* [To be done] Print every one of the entries below verbatim, without altering any character.

(Entries from a data source)
____

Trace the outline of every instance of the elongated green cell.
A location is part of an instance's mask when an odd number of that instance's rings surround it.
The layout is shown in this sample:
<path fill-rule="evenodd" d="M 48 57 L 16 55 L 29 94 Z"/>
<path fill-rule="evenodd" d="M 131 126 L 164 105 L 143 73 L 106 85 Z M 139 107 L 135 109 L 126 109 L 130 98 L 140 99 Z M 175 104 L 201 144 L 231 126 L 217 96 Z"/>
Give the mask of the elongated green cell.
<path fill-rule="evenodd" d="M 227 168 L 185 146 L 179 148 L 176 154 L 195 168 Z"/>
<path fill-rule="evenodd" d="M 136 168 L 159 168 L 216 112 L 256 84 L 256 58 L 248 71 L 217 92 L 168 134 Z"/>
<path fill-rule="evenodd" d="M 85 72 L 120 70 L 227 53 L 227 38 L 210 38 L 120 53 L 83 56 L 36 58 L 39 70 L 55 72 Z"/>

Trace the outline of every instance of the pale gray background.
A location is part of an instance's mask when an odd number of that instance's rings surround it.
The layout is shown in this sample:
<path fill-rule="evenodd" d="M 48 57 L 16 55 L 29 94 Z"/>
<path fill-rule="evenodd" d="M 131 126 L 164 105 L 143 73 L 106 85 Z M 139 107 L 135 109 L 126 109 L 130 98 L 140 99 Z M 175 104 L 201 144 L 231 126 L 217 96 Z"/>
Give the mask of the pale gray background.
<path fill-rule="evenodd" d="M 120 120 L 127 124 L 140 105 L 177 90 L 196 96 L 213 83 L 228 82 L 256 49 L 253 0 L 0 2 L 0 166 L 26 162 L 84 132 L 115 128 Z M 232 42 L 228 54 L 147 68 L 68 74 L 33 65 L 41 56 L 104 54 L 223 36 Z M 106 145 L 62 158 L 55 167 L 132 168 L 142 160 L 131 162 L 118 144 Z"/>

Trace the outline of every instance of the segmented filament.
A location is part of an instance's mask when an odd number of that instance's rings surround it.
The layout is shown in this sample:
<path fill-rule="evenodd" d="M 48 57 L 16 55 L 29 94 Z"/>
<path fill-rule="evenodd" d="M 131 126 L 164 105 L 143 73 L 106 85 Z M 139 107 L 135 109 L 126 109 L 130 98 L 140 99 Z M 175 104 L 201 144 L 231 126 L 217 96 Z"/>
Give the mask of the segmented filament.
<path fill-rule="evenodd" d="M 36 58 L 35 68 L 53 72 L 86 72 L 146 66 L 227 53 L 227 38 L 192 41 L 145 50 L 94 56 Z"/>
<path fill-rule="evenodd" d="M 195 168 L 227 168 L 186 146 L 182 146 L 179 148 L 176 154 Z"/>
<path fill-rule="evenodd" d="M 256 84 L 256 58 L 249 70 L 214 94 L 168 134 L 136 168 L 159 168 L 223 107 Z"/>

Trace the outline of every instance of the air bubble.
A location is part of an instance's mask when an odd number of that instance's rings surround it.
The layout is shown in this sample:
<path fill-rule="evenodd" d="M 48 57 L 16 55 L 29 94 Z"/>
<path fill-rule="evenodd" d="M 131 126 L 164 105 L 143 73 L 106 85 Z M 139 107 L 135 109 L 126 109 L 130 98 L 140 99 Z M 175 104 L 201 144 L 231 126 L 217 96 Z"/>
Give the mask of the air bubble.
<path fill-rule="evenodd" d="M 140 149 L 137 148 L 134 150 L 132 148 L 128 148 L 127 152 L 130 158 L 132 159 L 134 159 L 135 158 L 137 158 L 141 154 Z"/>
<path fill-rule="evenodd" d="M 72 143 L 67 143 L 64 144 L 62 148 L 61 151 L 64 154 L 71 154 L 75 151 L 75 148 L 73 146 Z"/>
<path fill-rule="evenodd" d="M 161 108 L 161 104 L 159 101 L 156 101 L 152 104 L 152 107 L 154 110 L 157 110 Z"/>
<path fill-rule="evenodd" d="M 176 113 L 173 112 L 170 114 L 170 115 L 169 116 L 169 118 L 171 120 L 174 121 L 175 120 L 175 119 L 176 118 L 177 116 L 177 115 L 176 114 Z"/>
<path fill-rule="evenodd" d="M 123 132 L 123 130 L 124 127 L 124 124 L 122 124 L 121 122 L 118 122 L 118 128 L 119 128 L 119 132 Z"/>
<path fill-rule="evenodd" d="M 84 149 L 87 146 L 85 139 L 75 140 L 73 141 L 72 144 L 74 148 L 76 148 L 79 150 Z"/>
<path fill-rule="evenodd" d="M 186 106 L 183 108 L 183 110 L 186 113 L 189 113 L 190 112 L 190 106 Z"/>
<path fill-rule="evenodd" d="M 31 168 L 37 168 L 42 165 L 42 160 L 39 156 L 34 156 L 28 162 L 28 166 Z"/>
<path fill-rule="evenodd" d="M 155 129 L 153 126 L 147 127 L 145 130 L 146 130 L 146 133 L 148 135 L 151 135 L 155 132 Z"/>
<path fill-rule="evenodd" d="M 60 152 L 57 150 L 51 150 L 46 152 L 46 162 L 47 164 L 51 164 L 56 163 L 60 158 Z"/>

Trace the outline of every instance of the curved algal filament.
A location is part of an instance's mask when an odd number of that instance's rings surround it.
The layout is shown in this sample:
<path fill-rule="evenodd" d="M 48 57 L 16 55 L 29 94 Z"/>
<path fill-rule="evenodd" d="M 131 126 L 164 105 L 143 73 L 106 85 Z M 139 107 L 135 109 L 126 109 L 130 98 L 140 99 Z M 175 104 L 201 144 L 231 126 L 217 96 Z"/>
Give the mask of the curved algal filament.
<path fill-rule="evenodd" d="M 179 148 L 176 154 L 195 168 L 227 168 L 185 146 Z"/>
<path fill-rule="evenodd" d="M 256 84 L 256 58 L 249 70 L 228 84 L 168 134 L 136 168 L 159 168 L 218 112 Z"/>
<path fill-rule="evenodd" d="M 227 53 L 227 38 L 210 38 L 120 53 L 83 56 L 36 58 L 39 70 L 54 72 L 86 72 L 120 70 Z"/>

____

* [Completed task]
Trace the outline of every instance of the elongated green cell.
A location is part of an instance's mask when an odd number of that instance's rings surround it.
The layout is shown in this sample:
<path fill-rule="evenodd" d="M 48 57 L 16 55 L 29 94 Z"/>
<path fill-rule="evenodd" d="M 131 126 L 164 105 L 143 73 L 106 85 Z M 139 107 L 135 109 L 126 109 L 130 98 L 140 99 Z M 175 104 L 201 144 L 231 126 L 217 96 Z"/>
Give the mask of the elongated green cell.
<path fill-rule="evenodd" d="M 227 168 L 185 146 L 179 148 L 176 154 L 195 168 Z"/>
<path fill-rule="evenodd" d="M 136 168 L 159 168 L 216 112 L 256 84 L 256 58 L 248 71 L 217 92 L 168 134 Z"/>
<path fill-rule="evenodd" d="M 85 72 L 120 70 L 227 53 L 227 38 L 210 38 L 120 53 L 83 56 L 36 58 L 39 70 L 55 72 Z"/>

Trace the outline of every instance of the pale gray background.
A location is part of an instance's mask when an odd number of that instance's rings surround it.
The layout is shown in this sample:
<path fill-rule="evenodd" d="M 48 57 L 16 55 L 29 94 Z"/>
<path fill-rule="evenodd" d="M 131 126 L 164 105 L 143 73 L 106 85 Z M 139 107 L 135 109 L 126 109 L 130 98 L 140 99 Z M 175 104 L 201 144 L 231 126 L 217 96 Z"/>
Give the mask of the pale gray background.
<path fill-rule="evenodd" d="M 120 120 L 127 124 L 140 105 L 177 90 L 196 96 L 213 83 L 228 82 L 256 49 L 253 0 L 0 2 L 0 166 L 26 162 L 84 132 L 115 128 Z M 232 42 L 228 54 L 147 68 L 68 74 L 33 65 L 41 56 L 104 54 L 223 36 Z M 106 145 L 62 158 L 55 167 L 132 168 L 142 160 L 131 162 L 118 144 Z"/>

Trace the outline of every instance of the segmented filament.
A location is part of an instance's mask when an odd number of that instance's rings surround it.
The layout is shown in this sample:
<path fill-rule="evenodd" d="M 48 57 L 16 55 L 29 94 Z"/>
<path fill-rule="evenodd" d="M 131 126 L 164 105 L 143 73 L 106 85 Z M 139 107 L 135 109 L 126 109 L 130 98 L 140 99 Z M 175 104 L 201 144 L 231 126 L 217 96 Z"/>
Give the mask of the segmented filament.
<path fill-rule="evenodd" d="M 36 58 L 35 68 L 53 72 L 86 72 L 146 66 L 227 53 L 227 38 L 192 41 L 145 50 L 94 56 Z"/>
<path fill-rule="evenodd" d="M 195 168 L 227 168 L 186 146 L 182 146 L 179 148 L 176 154 Z"/>
<path fill-rule="evenodd" d="M 256 84 L 256 58 L 249 70 L 214 94 L 168 134 L 136 168 L 159 168 L 223 107 Z"/>

Trace the outline of every instance of the air bubble.
A location is part of an instance's mask when an odd number of that instance's rings surround it.
The layout is shown in this sample:
<path fill-rule="evenodd" d="M 48 57 L 16 55 L 29 94 Z"/>
<path fill-rule="evenodd" d="M 131 126 L 164 105 L 143 73 L 106 85 Z M 139 107 L 135 109 L 126 109 L 130 98 L 140 99 Z M 175 104 L 201 144 L 231 126 L 217 96 Z"/>
Give the mask of the air bubble.
<path fill-rule="evenodd" d="M 140 149 L 137 148 L 134 150 L 132 148 L 128 148 L 127 152 L 130 158 L 132 159 L 134 159 L 135 158 L 137 158 L 141 154 Z"/>
<path fill-rule="evenodd" d="M 72 143 L 67 143 L 64 144 L 62 148 L 61 151 L 64 154 L 71 154 L 75 151 L 75 148 L 73 146 Z"/>
<path fill-rule="evenodd" d="M 161 108 L 161 104 L 159 101 L 156 101 L 152 104 L 152 107 L 154 110 L 157 110 Z"/>
<path fill-rule="evenodd" d="M 176 113 L 173 112 L 170 114 L 170 115 L 169 116 L 169 118 L 171 120 L 174 121 L 175 120 L 175 119 L 176 118 L 177 116 L 177 115 L 176 114 Z"/>
<path fill-rule="evenodd" d="M 123 132 L 123 130 L 124 127 L 124 124 L 122 124 L 121 122 L 118 122 L 118 128 L 119 128 L 119 132 Z"/>
<path fill-rule="evenodd" d="M 84 149 L 87 146 L 85 139 L 75 140 L 73 141 L 72 144 L 74 148 L 76 148 L 79 150 Z"/>
<path fill-rule="evenodd" d="M 186 106 L 183 108 L 183 110 L 186 113 L 189 113 L 190 112 L 190 106 Z"/>
<path fill-rule="evenodd" d="M 31 168 L 37 168 L 42 165 L 42 160 L 39 156 L 34 156 L 28 162 L 28 166 Z"/>
<path fill-rule="evenodd" d="M 155 129 L 153 126 L 147 127 L 145 130 L 146 130 L 146 133 L 148 135 L 151 135 L 155 132 Z"/>
<path fill-rule="evenodd" d="M 60 152 L 57 150 L 51 150 L 46 152 L 46 162 L 47 164 L 51 164 L 56 163 L 60 158 Z"/>

Trace the outline of every instance of the curved algal filament.
A location is part of an instance's mask when an odd number of that instance's rings surround it.
The layout is shown in this sample:
<path fill-rule="evenodd" d="M 48 57 L 16 55 L 29 94 Z"/>
<path fill-rule="evenodd" d="M 131 126 L 164 105 L 143 73 L 106 85 Z M 139 107 L 135 109 L 126 109 L 130 98 L 140 99 Z M 175 104 L 201 144 L 231 126 L 217 96 Z"/>
Give the mask of the curved algal filament.
<path fill-rule="evenodd" d="M 179 148 L 176 154 L 195 168 L 227 168 L 185 146 Z"/>
<path fill-rule="evenodd" d="M 256 84 L 256 58 L 249 70 L 228 84 L 168 134 L 136 168 L 159 168 L 218 112 Z"/>
<path fill-rule="evenodd" d="M 227 53 L 227 38 L 210 38 L 120 53 L 83 56 L 36 58 L 39 70 L 54 72 L 86 72 L 120 70 Z"/>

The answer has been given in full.